- [WHAT YOU WILL DO]: All of the entries must appear again exactly as written.

- [SUPPLIED RECORDS]:
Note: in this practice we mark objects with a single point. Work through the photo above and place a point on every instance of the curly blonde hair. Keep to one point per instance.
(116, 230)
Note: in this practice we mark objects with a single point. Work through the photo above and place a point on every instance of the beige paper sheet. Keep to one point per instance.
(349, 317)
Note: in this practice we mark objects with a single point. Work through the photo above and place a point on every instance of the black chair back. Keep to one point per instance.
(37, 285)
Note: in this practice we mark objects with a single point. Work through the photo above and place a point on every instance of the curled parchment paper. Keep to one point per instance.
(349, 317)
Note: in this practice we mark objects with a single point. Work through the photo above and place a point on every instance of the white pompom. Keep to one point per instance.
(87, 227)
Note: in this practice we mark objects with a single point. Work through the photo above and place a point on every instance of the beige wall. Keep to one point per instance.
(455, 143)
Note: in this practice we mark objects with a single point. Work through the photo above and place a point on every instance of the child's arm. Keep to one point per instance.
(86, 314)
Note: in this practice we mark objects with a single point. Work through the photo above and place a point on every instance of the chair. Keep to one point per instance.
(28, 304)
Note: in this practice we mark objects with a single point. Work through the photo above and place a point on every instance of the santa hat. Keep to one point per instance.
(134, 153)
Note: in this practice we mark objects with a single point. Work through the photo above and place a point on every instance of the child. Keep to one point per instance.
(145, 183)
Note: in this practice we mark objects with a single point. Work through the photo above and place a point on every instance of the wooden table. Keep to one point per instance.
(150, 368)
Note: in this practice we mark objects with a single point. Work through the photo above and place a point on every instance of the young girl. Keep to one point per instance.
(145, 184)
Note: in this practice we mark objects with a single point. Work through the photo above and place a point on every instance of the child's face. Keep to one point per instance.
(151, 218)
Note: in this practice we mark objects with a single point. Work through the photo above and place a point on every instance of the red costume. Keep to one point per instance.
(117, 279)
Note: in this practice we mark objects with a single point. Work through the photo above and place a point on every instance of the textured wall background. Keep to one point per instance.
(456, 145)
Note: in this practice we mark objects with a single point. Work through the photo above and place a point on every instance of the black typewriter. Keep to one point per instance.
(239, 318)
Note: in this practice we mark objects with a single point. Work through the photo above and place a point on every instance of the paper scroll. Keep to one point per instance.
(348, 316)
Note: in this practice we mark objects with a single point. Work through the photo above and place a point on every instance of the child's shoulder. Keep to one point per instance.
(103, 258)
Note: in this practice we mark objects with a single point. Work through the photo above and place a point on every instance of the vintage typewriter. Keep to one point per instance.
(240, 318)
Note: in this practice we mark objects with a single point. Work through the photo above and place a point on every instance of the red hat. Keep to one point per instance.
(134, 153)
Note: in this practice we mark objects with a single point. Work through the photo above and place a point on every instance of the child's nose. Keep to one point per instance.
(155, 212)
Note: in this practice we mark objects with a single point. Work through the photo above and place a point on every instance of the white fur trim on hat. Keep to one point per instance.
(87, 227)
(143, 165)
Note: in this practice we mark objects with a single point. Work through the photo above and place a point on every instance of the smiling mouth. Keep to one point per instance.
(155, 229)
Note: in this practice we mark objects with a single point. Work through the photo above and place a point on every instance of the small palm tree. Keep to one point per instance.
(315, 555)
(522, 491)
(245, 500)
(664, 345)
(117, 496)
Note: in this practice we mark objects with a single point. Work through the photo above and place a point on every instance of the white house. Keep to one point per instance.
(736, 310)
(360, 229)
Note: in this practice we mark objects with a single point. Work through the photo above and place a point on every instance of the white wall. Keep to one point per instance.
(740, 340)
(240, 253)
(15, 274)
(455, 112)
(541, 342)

- [TASK SOLUTION]:
Note: in this practice we mark objects with a single point. Work through the photo above and place a point on every instance of the curly blonde hair. Keep to one point per instance.
(116, 230)
Note: in this practice we mark objects with a single point. Work through the photo above and place a point on every instance of the beige paper sheet. Keep to one point per instance.
(349, 317)
Note: in this practice we mark objects with a single point. Work through the photo above and place a point on every instance of the black chair back. Keep to one point per instance.
(37, 285)
Note: in this practice we mark objects with a single point. Work through the photo above and place a point on every instance of the curled parchment paper. Keep to one point per instance.
(349, 317)
Note: in this practice we mark objects with a single point. Work through the photo above and place a point on every instance of the white pompom. Keep to one point per instance.
(87, 227)
Note: in this practice we mark objects with a single point. Work through the photo above and place a point on every instance of the beige wall. Keep to one point per instance.
(455, 143)
Note: in this practice we mark objects with a single point. Work through the photo above and place a point on every instance of the child's arm. Keep to one point per instance.
(86, 314)
Note: in this practice we mark objects with a single point. Work through the photo above and place a point on every instance of the chair. Keep to one point per instance.
(28, 304)
Note: in this practice we mark objects with a single point. Work through the photo above and place a point on every instance of the santa hat. Keep to one point per instance.
(134, 153)
Note: in this practice we mark objects with a single point. Work through the photo above and place a point on every instance of the child. Keep to one point per instance.
(145, 183)
Note: in this practice we mark objects with a single point. Work through the photo above and place a point on every instance of the wooden table. Keep to one point per instance.
(150, 368)
Note: in this practice we mark objects with a single point. Work through the photo above and place a point on every instance of the young girl. Keep to one point per instance.
(145, 184)
Note: in this practice we mark objects with a single point. Work through the photo above and place a point on every instance of the child's face. Keep to one point per instance.
(151, 218)
Note: in this practice we mark objects with a single point. Work through the photo above and place a point on every instance of the red costume. Keep to one point per instance.
(117, 279)
Note: in this practice we mark objects with a single point. Work through the photo above and place a point on every instance of the textured wall background. Keep to one point per instance.
(456, 145)
Note: in this practice we mark objects with a single point. Work through the photo above and place a point on every instance of the black typewriter. Keep to one point per instance.
(239, 318)
Note: in this practice we mark objects with a single point. Work through the photo above and place a point on every instance of the paper scroll. Keep to one point per instance.
(348, 316)
Note: in this practice we mark objects with a single point. Work through the photo above and place a point on every instance of the child's shoulder. Keep to one point per instance.
(103, 258)
Note: in this practice we mark objects with a single point. Work through the photo above and place a point on every instance of the vintage typewriter. Keep to one point per instance.
(240, 318)
Note: in this practice we mark objects with a single point. Work through the photo above and place a point on every instance of the red hat. Keep to one point per instance.
(134, 153)
Note: in this practice we mark objects with a single point. Work through the photo above and place a point on every instance of the child's nose. Keep to one point per instance.
(155, 212)
Note: in this practice we mark objects with a single point. Work through the photo above and place a point on every instance of the white fur trim on hat. Keep to one point per instance.
(87, 227)
(143, 165)
Note: in this practice we mark objects with a single point. Work through the photo above and place a point on every instance of the smiling mouth. Keep to one point per instance.
(155, 229)
Note: in this practice we mark objects with a single point. Work through the photo above and place a point on every instance of the small palm tree. Keep to one point per instance.
(315, 555)
(522, 491)
(245, 500)
(664, 345)
(117, 496)
Note: in this practice we mark objects with a single point. Work through the photo above and place a point on every instance of the white house. Keep to one point per instance.
(736, 310)
(360, 229)
Note: in this practice we mark objects with a single point. Work through the photo above and place a point on every instance of the white wall. Keep to one point per instance.
(740, 340)
(240, 253)
(15, 274)
(455, 112)
(541, 342)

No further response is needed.